> _Record extracts_
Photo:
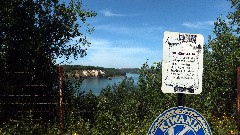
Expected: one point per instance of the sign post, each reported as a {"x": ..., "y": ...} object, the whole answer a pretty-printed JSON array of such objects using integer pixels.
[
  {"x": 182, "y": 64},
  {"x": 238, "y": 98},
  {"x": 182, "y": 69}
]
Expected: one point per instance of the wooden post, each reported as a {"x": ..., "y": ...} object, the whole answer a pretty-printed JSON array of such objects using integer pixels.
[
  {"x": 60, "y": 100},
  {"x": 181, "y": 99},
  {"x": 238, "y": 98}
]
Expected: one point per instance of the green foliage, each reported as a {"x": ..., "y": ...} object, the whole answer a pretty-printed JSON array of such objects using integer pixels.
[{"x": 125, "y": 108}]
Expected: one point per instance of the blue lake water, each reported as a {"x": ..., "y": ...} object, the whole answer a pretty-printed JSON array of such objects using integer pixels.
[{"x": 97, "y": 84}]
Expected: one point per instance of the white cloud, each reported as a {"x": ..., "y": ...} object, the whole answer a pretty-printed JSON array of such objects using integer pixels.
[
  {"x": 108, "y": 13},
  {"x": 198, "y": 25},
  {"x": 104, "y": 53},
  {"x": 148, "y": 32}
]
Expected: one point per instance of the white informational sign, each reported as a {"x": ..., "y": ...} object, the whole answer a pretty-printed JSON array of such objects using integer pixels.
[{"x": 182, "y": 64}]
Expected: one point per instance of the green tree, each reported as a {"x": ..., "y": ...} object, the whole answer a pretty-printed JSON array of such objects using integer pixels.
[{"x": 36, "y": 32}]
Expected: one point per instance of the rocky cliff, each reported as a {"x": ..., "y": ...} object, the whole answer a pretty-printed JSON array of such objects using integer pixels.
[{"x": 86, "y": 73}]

> _Problem details_
Copy the material above line for line, without any changes, and omit the picture from your copy.

> _Result_
Photo:
Expected: one point per instance of the sign post, each reported as a {"x": ..., "y": ...} object, the whole answer a pretty-printed JSON array of such objects using integer pixels.
[
  {"x": 182, "y": 64},
  {"x": 238, "y": 98},
  {"x": 182, "y": 69}
]
Expected: one point per instance of the wooden post, each reported as a {"x": ..., "y": ...} object, the whole answer a pretty-printed JSON array of such objects using integer pixels.
[
  {"x": 60, "y": 100},
  {"x": 181, "y": 99},
  {"x": 238, "y": 98}
]
Expected: one point per instance of the green foliage, each reported as a {"x": ..., "y": ...} object, the whole answer a pretty-printed JSON array of such objects using integer pixels.
[{"x": 125, "y": 108}]
Expected: one point per instance of the blue lake water, each reported as a {"x": ..., "y": ...} object, the whole answer a pretty-printed JSON array of such objects using integer pixels.
[{"x": 97, "y": 84}]
Expected: one point per instance of the white cloud, each reported as a {"x": ..., "y": ...} object, the whole answer a pretty-printed JSON array of such objects using integer pixels.
[
  {"x": 108, "y": 13},
  {"x": 198, "y": 25},
  {"x": 104, "y": 53},
  {"x": 148, "y": 32}
]
Expected: one point per instance of the white informational sign, each reported as a {"x": ..., "y": ...} object, the whole answer a pretty-printed JSON array of such objects using integer pixels.
[{"x": 182, "y": 64}]
Expected: one point per instance of the green tree, each reported as a {"x": ..., "y": ...} object, the whole answer a pretty-printed JSON array of such objects using integer pixels.
[{"x": 36, "y": 32}]
Expected: one point per instance of the rocky cliff, each reported as a {"x": ..., "y": ...} object, the whole answer a pretty-printed JSON array of such objects using integer pixels.
[{"x": 86, "y": 73}]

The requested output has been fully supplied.